Newsletter V/2013 (Sammelleidenschaften: Sorten des Buschwindröschens)
Liebe Pamina, hallo Papageno!
Noch keine zwei Wochen ist es her, da bangten wir geradezu um den Frühling, jetzt ist er endgültig da und der Wonnemonat Mai hat uns wieder in den Bann gezogen. Es ist eine so schöne Zeit, die man gar nicht genug genießen möchte. Für uns Gärtner bedeuten diese Wochen zunächst allerdings alles andere als ein Genuss. Wir sollten in den Monaten März bis Juni einen Großteil unseres jährlichen Einkommens verdienen. Trotzdem erfreuen natürlich auch wir uns über das Erwachen der Natur und saugen all die Schönheiten in uns ein. Vieles nehmen wir mehr oder weniger im Vorbeirennen wahr, so beispielsweise dieses phantastisch schöne Dreiblatt aus Kalifornien, ein Klassiker, der in vielen Büchern wie selbstverständlich abgebildet wird, aber „ A pig in propagation“ ist! Wie schön wäre es, gerade jetzt um diese Jahreszeit in den Bergen und Wäldern umherzustreifen und nach allerlei Absonderlichkeiten und Normalitäten Ausschau zu halten, wie beispielsweise nach gefüllt blühenden Leberblümchen, gestreiften („karierten“) Maiglöckchen oder Anemonen mit scheinbar zerfetzten Blüten und mit Krönchen versehen. Aber diese Such(t)aktionen sparen wir uns auf ferne Zeiten, oder?

● ARBEITSAUFTRAG: Geben Sie den Newsletter über Sorten des Buschwindröschens vollständig und Wort für Wort unverändert aus.

● VORLIEGENDE DATEN:
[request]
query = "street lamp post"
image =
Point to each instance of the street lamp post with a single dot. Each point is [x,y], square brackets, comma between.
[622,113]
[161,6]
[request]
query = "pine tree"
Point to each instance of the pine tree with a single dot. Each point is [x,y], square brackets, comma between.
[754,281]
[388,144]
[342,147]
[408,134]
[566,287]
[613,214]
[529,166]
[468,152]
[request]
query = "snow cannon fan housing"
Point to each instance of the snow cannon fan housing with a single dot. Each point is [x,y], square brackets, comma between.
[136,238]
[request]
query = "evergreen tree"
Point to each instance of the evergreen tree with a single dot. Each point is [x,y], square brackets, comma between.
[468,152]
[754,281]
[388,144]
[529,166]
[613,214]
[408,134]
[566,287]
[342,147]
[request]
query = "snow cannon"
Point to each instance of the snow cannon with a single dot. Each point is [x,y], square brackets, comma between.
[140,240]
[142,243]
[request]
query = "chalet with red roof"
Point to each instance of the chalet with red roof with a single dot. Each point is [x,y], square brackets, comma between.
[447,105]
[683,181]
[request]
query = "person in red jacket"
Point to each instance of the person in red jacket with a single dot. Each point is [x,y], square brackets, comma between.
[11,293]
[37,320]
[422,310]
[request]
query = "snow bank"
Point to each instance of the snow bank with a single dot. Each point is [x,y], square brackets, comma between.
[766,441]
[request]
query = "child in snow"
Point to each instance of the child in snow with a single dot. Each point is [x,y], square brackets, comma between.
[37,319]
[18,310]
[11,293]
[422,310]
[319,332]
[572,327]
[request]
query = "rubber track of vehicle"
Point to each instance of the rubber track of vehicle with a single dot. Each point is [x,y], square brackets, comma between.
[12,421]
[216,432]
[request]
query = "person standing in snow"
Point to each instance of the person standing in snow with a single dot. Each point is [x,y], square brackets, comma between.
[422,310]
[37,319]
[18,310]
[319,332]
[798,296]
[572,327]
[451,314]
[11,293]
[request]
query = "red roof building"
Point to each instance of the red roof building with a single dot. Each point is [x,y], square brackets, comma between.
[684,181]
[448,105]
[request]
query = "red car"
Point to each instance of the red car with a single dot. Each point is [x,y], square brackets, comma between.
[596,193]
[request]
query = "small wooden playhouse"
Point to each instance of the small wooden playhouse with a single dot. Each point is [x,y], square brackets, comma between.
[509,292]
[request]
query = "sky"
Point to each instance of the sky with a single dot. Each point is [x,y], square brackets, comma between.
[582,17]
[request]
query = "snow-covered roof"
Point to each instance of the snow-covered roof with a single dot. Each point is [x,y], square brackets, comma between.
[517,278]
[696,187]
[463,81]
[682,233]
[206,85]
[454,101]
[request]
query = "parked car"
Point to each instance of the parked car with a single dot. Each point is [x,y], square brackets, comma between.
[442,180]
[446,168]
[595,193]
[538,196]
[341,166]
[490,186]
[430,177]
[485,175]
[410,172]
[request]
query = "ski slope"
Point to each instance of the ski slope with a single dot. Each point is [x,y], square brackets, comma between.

● LÖSUNG:
Newsletter V/2013 (Sammelleidenschaften: Sorten des Buschwindröschens)
Liebe Pamina, hallo Papageno!
Noch keine zwei Wochen ist es her, da bangten wir geradezu um den Frühling, jetzt ist er endgültig da und der Wonnemonat Mai hat uns wieder in den Bann gezogen. Es ist eine so schöne Zeit, die man gar nicht genug genießen möchte. Für uns Gärtner bedeuten diese Wochen zunächst allerdings alles andere als ein Genuss. Wir sollten in den Monaten März bis Juni einen Großteil unseres jährlichen Einkommens verdienen. Trotzdem erfreuen natürlich auch wir uns über das Erwachen der Natur und saugen all die Schönheiten in uns ein. Vieles nehmen wir mehr oder weniger im Vorbeirennen wahr, so beispielsweise dieses phantastisch schöne Dreiblatt aus Kalifornien, ein Klassiker, der in vielen Büchern wie selbstverständlich abgebildet wird, aber „ A pig in propagation“ ist! Wie schön wäre es, gerade jetzt um diese Jahreszeit in den Bergen und Wäldern umherzustreifen und nach allerlei Absonderlichkeiten und Normalitäten Ausschau zu halten, wie beispielsweise nach gefüllt blühenden Leberblümchen, gestreiften („karierten“) Maiglöckchen oder Anemonen mit scheinbar zerfetzten Blüten und mit Krönchen versehen. Aber diese Such(t)aktionen sparen wir uns auf ferne Zeiten, oder?